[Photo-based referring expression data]

-------

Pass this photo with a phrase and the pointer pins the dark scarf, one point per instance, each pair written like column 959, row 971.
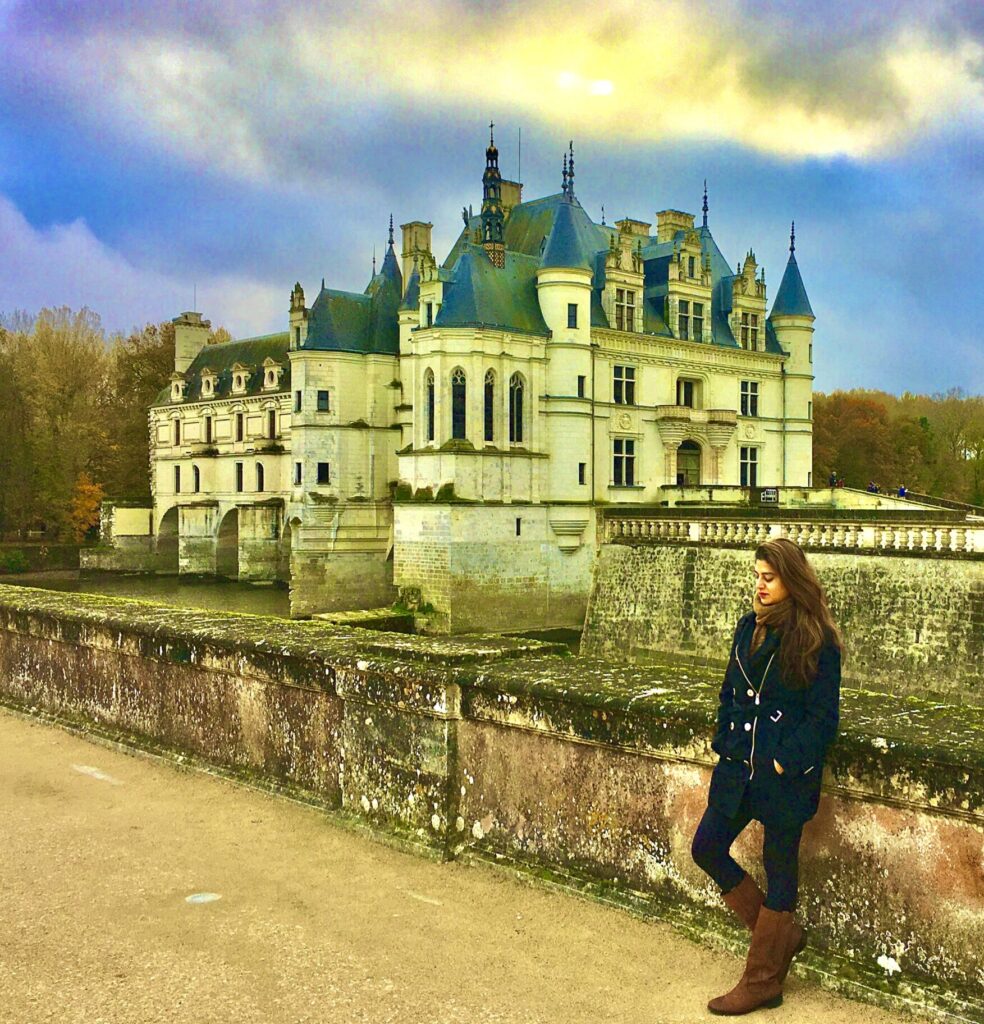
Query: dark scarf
column 768, row 616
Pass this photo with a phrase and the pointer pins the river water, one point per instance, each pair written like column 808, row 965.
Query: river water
column 185, row 592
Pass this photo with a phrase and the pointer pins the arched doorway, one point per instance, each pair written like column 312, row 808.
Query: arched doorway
column 167, row 542
column 227, row 546
column 688, row 464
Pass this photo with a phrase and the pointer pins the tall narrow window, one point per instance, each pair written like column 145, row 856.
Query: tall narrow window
column 683, row 318
column 625, row 309
column 515, row 408
column 429, row 402
column 750, row 397
column 624, row 462
column 685, row 393
column 489, row 406
column 749, row 466
column 624, row 386
column 458, row 399
column 750, row 332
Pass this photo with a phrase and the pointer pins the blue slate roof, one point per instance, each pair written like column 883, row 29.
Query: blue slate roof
column 481, row 295
column 571, row 241
column 346, row 322
column 792, row 299
column 220, row 359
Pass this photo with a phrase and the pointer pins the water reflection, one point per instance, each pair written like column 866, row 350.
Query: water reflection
column 184, row 592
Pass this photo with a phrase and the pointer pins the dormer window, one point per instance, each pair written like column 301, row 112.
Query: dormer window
column 209, row 383
column 271, row 374
column 178, row 387
column 241, row 378
column 750, row 332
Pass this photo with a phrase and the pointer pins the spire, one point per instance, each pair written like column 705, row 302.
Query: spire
column 792, row 300
column 493, row 217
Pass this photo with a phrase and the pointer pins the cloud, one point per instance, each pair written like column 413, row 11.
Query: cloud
column 259, row 94
column 68, row 265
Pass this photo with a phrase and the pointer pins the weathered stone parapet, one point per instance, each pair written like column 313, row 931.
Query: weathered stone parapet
column 911, row 624
column 576, row 769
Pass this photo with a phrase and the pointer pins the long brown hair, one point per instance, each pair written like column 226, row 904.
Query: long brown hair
column 809, row 625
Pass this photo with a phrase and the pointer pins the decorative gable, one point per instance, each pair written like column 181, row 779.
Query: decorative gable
column 241, row 378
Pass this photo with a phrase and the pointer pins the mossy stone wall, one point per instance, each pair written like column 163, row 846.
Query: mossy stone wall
column 580, row 770
column 911, row 625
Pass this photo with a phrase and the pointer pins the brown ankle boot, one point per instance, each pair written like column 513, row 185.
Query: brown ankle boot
column 745, row 899
column 761, row 985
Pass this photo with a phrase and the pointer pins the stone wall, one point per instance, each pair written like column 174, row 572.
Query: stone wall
column 481, row 571
column 911, row 625
column 585, row 772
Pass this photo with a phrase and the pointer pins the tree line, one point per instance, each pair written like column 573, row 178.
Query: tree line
column 74, row 404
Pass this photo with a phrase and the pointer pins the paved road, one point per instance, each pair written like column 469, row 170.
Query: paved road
column 100, row 851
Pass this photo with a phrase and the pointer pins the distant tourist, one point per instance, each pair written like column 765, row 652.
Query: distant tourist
column 777, row 715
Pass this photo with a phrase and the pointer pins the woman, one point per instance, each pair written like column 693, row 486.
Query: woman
column 776, row 718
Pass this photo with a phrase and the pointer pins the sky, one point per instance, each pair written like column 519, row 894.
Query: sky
column 156, row 157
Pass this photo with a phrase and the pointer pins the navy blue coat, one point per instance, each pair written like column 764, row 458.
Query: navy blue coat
column 760, row 720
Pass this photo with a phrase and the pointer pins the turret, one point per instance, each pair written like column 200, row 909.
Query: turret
column 190, row 336
column 792, row 321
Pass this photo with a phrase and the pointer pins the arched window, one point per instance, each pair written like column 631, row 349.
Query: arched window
column 515, row 408
column 458, row 402
column 490, row 406
column 429, row 402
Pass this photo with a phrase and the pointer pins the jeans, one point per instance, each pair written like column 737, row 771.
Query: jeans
column 780, row 854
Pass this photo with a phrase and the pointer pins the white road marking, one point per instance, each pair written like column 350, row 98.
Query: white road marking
column 95, row 773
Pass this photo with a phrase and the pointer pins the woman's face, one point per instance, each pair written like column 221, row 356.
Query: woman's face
column 769, row 587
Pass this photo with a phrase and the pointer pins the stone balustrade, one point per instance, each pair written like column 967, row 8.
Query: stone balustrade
column 931, row 538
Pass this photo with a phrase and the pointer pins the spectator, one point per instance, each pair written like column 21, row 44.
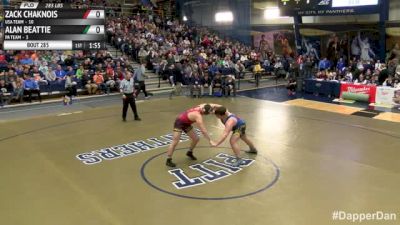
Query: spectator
column 6, row 90
column 98, row 79
column 70, row 88
column 195, row 85
column 229, row 86
column 217, row 85
column 60, row 73
column 291, row 86
column 88, row 83
column 206, row 85
column 139, row 76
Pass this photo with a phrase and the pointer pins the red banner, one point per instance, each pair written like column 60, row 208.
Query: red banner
column 359, row 89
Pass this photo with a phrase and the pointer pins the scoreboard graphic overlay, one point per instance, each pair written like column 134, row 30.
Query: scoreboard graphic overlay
column 53, row 26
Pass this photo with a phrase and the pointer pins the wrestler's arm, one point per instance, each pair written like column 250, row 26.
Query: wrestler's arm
column 228, row 128
column 200, row 124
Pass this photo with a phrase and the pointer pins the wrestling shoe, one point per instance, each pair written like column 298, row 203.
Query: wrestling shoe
column 190, row 155
column 252, row 151
column 238, row 162
column 170, row 163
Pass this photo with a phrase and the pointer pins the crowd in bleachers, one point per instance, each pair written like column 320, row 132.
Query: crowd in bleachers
column 186, row 56
column 27, row 73
column 357, row 71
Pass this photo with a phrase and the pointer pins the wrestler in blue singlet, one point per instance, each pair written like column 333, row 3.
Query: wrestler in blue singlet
column 240, row 127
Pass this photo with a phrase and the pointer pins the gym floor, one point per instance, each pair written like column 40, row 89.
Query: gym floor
column 88, row 167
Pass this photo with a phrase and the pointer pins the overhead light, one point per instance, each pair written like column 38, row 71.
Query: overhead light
column 224, row 16
column 272, row 13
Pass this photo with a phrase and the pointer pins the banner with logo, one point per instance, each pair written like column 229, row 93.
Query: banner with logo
column 387, row 96
column 327, row 7
column 364, row 44
column 393, row 41
column 359, row 89
column 284, row 43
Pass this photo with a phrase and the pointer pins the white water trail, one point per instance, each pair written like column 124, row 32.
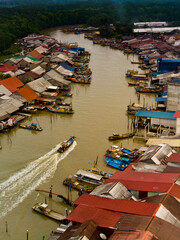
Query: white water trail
column 17, row 187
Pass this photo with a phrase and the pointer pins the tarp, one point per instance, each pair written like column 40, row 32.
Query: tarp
column 67, row 66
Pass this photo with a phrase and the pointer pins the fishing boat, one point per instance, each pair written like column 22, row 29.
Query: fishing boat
column 66, row 144
column 29, row 110
column 64, row 104
column 67, row 94
column 113, row 162
column 89, row 177
column 61, row 109
column 147, row 89
column 116, row 136
column 43, row 209
column 33, row 126
column 73, row 183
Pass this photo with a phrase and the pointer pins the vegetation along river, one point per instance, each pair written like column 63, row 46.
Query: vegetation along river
column 26, row 164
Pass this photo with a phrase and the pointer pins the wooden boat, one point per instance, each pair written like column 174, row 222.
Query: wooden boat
column 62, row 110
column 43, row 209
column 147, row 89
column 64, row 104
column 88, row 177
column 29, row 110
column 116, row 136
column 66, row 144
column 67, row 94
column 71, row 182
column 33, row 126
column 113, row 162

-------

# [Action item]
Your task is to restate, word for word, only those lines above that fall between the line holding "Query: river water" and the line holding "145, row 856.", inclusive.

# [Result]
Query: river water
column 185, row 592
Pass this photo with a phrase and the pointer pins the arched doorway, one point per instance, each pair written like column 312, row 808.
Query: arched doorway
column 167, row 542
column 227, row 546
column 688, row 464
Pass this photo with a phrase and the pointer pins the tall narrow window, one point per instance, each pair written like column 145, row 856.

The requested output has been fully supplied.